KADININ BEYANI ESASTIR SÖYLEMİ ÜZERİNE!

Bir süre önce Van yüzüncü yıl üniversitesi hocalarından Profesör Naki Erdemir hocanın konuşmasını dinledim.

Dinlerken ürktüm ve endişem bayağı arttı.

İstanbul sözleşmesi üzerine bir programda konuşuyordu Naki Bey ve oldukça vahim şeyler anlatıyordu.

Dedikleri hakikaten tüyler ürpertici ve çok korkunçtu. O korkunç durum hala devam ediyor maalesef.

Katıldığı programda adeta haykırarak içi yanık bir şekilde olayın mağduru olarak aynen şunları söylüyor Profesör Erdemir.

Ben fakültede teneffüs arasında odamın kapısını kilitliyorum diyor ve ekliyor hoca.

İki öğrenci gelse hoca bana taciz yaptı derse ben ne yapacağım? Kadının beyanı esas nasılsa.
______
> [Göreviniz]
Yukarıdaki "kadının beyanı esastır" söylemi üzerine yazıyı son cümlesinden sonra devam ettirerek yazın.
______
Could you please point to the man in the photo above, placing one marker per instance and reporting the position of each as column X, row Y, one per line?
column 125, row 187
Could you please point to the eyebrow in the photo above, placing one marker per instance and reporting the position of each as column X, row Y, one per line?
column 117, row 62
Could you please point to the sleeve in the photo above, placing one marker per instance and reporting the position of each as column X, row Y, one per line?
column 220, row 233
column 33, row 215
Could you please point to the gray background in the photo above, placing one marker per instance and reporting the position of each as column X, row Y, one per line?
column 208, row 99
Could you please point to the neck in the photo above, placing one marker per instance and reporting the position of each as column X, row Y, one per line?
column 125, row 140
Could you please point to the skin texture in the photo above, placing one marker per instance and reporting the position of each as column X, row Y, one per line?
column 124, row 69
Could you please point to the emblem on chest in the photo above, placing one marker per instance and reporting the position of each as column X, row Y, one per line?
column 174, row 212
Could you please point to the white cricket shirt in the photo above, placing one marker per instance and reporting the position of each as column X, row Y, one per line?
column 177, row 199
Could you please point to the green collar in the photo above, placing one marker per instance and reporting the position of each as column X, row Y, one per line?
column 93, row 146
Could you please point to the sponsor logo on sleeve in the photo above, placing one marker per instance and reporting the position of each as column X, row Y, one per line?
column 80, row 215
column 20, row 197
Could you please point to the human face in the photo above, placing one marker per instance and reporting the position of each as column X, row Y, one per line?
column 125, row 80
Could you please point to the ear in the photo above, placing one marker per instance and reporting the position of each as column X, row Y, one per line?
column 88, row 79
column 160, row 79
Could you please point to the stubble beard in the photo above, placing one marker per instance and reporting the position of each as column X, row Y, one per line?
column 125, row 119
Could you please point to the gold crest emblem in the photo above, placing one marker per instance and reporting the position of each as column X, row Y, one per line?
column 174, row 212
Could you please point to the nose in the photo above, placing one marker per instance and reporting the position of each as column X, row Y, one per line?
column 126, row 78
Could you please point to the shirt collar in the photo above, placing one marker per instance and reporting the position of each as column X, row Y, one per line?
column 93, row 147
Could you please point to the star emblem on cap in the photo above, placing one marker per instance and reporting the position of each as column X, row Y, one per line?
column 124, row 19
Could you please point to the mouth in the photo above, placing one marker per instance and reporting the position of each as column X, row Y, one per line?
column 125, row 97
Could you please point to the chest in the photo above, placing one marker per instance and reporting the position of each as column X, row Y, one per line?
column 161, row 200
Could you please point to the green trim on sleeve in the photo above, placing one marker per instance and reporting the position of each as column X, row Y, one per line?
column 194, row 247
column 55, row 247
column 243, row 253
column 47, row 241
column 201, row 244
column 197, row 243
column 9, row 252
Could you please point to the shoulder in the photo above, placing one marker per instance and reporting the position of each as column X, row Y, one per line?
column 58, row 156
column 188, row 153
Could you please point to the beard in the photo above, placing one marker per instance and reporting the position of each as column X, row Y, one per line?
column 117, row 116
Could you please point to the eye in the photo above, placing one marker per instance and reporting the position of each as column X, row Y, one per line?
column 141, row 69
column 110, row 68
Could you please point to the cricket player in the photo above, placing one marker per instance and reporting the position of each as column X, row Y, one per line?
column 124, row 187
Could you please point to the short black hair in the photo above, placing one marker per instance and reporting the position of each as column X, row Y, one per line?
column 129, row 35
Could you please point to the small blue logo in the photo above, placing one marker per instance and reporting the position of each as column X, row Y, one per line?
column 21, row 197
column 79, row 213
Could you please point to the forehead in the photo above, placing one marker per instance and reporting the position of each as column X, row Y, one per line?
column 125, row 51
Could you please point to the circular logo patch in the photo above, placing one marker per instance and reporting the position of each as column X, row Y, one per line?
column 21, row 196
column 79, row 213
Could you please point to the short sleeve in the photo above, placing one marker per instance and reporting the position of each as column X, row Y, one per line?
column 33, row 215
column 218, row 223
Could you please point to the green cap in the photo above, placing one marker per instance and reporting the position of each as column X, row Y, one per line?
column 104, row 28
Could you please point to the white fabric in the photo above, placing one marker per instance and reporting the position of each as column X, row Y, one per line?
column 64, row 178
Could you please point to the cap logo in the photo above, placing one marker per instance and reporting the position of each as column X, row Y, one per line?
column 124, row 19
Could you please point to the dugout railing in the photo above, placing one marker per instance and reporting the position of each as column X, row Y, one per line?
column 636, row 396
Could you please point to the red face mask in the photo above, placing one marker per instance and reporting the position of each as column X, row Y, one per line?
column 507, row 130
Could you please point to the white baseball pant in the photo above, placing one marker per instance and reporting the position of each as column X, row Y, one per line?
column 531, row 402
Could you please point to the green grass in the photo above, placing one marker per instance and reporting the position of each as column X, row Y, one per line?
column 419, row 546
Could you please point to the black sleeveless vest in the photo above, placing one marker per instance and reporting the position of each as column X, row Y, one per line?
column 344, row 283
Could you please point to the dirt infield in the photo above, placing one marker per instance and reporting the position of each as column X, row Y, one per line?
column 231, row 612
______
> [Nihai Sonuç]
Okullarda İslam’a muhalif olan görüşteki öğretmenler öğrenciyi ve velisini organize ediyorlar ve okul müdürlerini köşeye sıkıştırıyorlar bana tacizde bulunuyorlar diye şantaj yapıyorlar diyor.

Kendisine bir öğrencinin geldiğini okulunun uzayacağını ve kendini, aileni, kariyerini düşünüyorsan beni geçirmen lazım yoksa seni rezil ederim dediğini ve o kızın okulunu geçirmek zorunda kaldığını anlatıyor Naki bey.

Kadının beyanı esastır denilen yerde bir profesöre böyle şantaj yapmışlar.

Bu sadece yaşanan tek bir olay kamuoyuna yansıyan.

Bu olay Van’da yaşanmış kim bilir daha kaç tane onurlu namuslu hocaya iftiralar atılarak mağdur edilmiş.

Ne olacak şimdi? Birçok şeyde olduğu gibi yapanın yanında kar mı kalacak? Yaptım olduya mı gelecek bu konu?

Bu çok büyük bir facia her an herkesin başına gelebilecek bir rezalet!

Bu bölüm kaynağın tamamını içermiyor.